— SOURCE DATA —
------

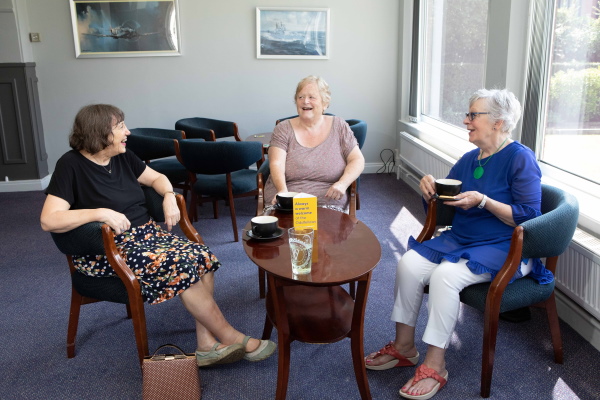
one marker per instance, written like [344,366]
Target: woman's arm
[355,164]
[277,158]
[58,217]
[473,199]
[161,184]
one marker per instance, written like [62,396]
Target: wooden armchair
[98,238]
[546,236]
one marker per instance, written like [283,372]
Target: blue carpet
[35,299]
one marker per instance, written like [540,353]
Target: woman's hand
[117,221]
[171,211]
[466,200]
[336,191]
[427,186]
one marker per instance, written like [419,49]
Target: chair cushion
[170,167]
[242,181]
[102,288]
[521,293]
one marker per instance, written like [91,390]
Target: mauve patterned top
[313,170]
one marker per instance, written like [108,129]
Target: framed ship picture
[292,33]
[125,28]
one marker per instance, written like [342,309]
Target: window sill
[445,140]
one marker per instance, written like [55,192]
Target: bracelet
[482,204]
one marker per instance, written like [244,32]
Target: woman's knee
[413,267]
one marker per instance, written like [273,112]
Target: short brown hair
[92,128]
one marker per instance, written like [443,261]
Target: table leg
[283,337]
[357,337]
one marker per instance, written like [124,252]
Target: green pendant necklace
[478,173]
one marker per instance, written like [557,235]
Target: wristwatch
[482,204]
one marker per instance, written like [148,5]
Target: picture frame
[133,28]
[292,33]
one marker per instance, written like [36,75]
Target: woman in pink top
[313,153]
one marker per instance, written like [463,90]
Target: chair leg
[193,207]
[76,302]
[139,328]
[232,207]
[261,283]
[233,220]
[215,209]
[552,315]
[490,332]
[352,290]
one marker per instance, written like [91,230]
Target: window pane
[572,130]
[454,57]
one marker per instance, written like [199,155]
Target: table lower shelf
[315,314]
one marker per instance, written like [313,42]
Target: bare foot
[379,357]
[423,386]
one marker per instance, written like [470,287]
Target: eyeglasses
[472,115]
[121,125]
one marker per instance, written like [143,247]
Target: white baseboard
[579,319]
[25,185]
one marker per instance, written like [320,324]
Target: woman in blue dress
[501,188]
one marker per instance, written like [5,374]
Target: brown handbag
[170,376]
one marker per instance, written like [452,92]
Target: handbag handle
[159,357]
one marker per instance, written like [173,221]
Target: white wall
[218,75]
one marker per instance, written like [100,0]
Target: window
[547,52]
[571,134]
[454,56]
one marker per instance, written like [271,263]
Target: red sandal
[424,372]
[400,360]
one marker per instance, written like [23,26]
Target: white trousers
[445,281]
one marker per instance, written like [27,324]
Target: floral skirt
[164,264]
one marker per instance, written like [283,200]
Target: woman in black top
[99,180]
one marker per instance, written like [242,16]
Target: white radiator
[578,271]
[417,159]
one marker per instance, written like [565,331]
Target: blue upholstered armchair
[219,170]
[546,236]
[156,148]
[208,129]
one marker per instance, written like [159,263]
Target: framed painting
[292,33]
[125,28]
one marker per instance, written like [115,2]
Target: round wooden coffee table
[314,308]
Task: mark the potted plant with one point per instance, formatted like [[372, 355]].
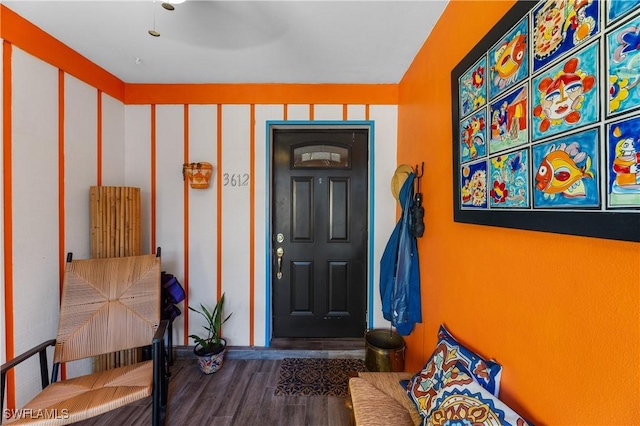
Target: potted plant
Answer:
[[211, 348]]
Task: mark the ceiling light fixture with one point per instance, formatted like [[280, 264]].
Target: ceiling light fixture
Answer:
[[171, 5], [153, 32]]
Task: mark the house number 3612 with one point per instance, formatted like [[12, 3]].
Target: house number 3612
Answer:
[[235, 179]]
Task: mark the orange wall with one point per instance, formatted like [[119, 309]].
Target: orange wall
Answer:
[[560, 313]]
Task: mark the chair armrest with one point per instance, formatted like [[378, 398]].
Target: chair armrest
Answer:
[[26, 355], [160, 374], [44, 368], [160, 332]]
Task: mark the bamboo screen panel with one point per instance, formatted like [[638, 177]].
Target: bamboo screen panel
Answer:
[[115, 232], [115, 221]]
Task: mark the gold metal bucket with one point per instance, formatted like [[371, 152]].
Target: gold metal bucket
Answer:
[[384, 351]]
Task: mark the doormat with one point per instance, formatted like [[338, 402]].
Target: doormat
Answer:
[[316, 376]]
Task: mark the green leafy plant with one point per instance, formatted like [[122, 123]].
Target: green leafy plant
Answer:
[[211, 343]]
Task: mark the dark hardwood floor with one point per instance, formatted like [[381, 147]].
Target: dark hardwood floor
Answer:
[[241, 393]]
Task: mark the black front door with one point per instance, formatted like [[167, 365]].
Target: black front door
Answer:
[[319, 225]]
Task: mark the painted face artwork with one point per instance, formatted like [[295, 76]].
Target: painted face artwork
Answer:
[[562, 95]]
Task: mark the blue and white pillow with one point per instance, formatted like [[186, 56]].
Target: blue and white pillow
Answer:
[[465, 402], [438, 371]]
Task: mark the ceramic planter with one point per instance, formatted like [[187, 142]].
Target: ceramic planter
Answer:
[[212, 362]]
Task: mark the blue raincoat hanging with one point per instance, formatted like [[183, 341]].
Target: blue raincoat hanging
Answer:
[[399, 270]]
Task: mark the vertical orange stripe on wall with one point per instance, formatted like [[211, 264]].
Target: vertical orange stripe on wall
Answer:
[[219, 212], [252, 220], [153, 178], [61, 228], [61, 253], [7, 183], [185, 280], [99, 140]]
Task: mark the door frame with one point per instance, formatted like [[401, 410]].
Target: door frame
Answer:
[[320, 124]]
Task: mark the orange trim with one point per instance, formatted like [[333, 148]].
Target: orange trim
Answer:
[[33, 40], [61, 227], [99, 139], [261, 93], [7, 131], [153, 178], [219, 206], [185, 281], [252, 221]]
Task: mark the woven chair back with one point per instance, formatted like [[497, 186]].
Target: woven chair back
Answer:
[[108, 305]]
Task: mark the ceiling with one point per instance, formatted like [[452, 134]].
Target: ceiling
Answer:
[[204, 41]]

------

— OBJECTIVE —
Transcribe the lines above verbatim, starting at the line that contains "Task: mark the house" and ending at the line that contains "[[115, 232], [115, 221]]". Include both of those lines.

— ANSWER —
Task: mark the house number 3612 with one point per instance, formatted like [[12, 3]].
Target: house number 3612
Answer:
[[235, 179]]
Task: mark the orange wall with one point per instance, formatted like [[119, 309]].
Target: orange wall
Answer:
[[560, 313]]
Task: mark the chair armrest with one point per instance, formatted like [[378, 398]].
Target: chair armrest
Answer:
[[26, 355], [160, 374], [44, 368], [160, 332]]
Task: mark the bamboo screen panel with one point per instance, formatted like [[638, 177]].
Target: bamboo screen panel
Answer:
[[115, 232], [115, 221]]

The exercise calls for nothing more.